[SUPPLIED PASSAGE]:
# # # #
From: Zachary Pincus <zpincus_at_stanford.edu>
Date: 2005-07-02 01:19:57 CEST

On Jul 1, 2005, at 1:28 PM, kfogel@collab.net wrote:

> You're getting into BDB implementation details. BDB is allowed to
> store data anywhere it wants, as long as it doesn't lose it. If the
> way it guarantees things is by storing stuff in logfiles, then that's
> fine -- if you remove a logfile, that's kind of like removing a data
> file, then :-).

Granted. But my point here wasn't about removing logfiles! (Please see
my next email.) It was about the lack of tools to roll-back data to a
previous, valid state. The subversion docs make a lot of claims about
how BDB is great to use because if things get munged up, it's easy to
restore the database to a previous working state. For example, from the
subversion book:

> Berkeley DB is also a very reliable database system. Subversion uses
> Berkeley DB's logging facilities, which means that the database first
> writes to on-disk logfiles a description of any modifications it is
> about to make, and then makes the modification itself. This is to
> ensure that if anything goes wrong, the database system can back up to
> a previous checkpoint -- a location in the logfiles known not to be
> corrupt -- and replay transactions until the data is restored to a
> usable state. See the section called Managing Disk Space for more
> about Berkeley DB logfiles.
# # # #
Reproduce the Berkeley DB message word for word between "On Jul 1, 2005, at" and "file, then :-).", inclusive. Answer from the Berkeley DB message alone.

[RAW DATA]:
# # # #
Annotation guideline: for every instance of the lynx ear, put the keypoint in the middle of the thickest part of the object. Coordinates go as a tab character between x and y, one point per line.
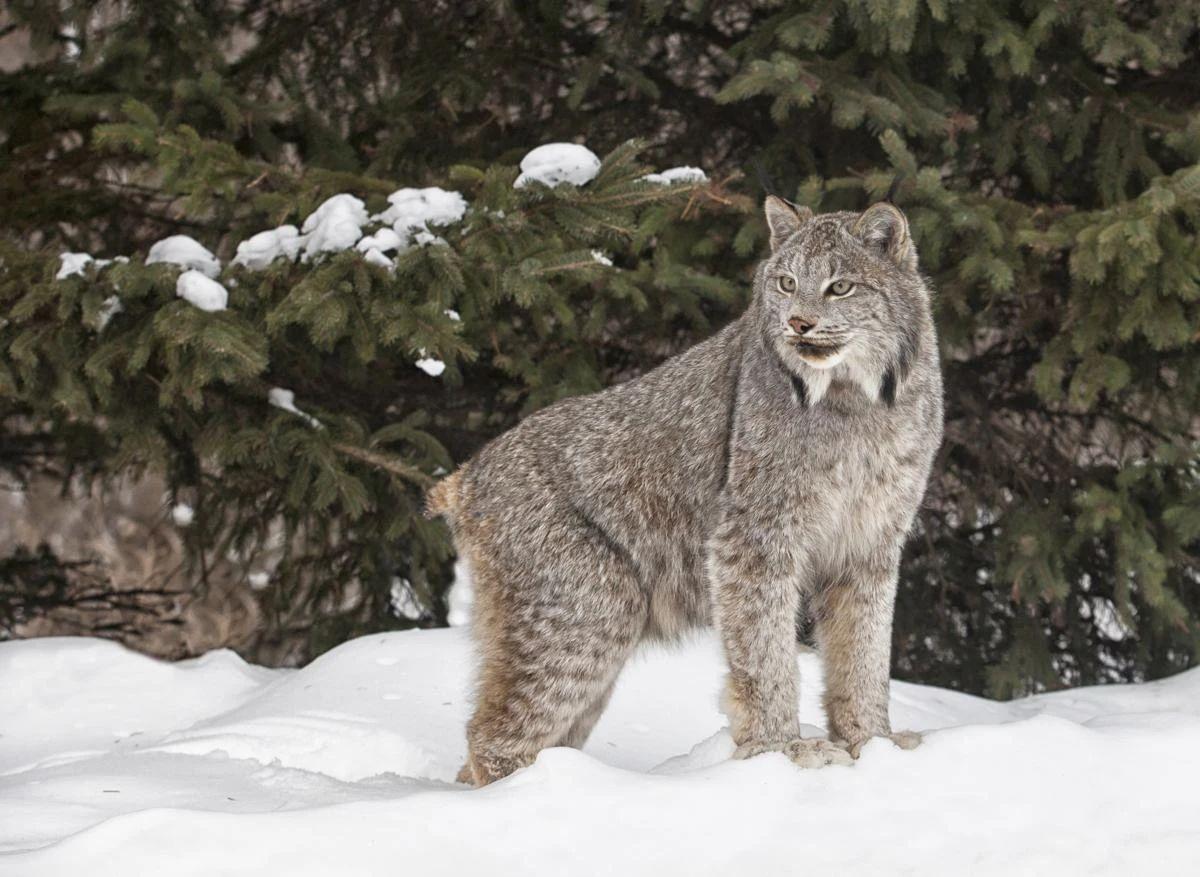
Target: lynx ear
# # # #
[RESPONSE TO THIS EXERCISE]:
On Jul 1, 2005, at 1:28 PM, kfogel@collab.net wrote:

> You're getting into BDB implementation details. BDB is allowed to
> store data anywhere it wants, as long as it doesn't lose it. If the
> way it guarantees things is by storing stuff in logfiles, then that's
> fine -- if you remove a logfile, that's kind of like removing a data
> file, then :-).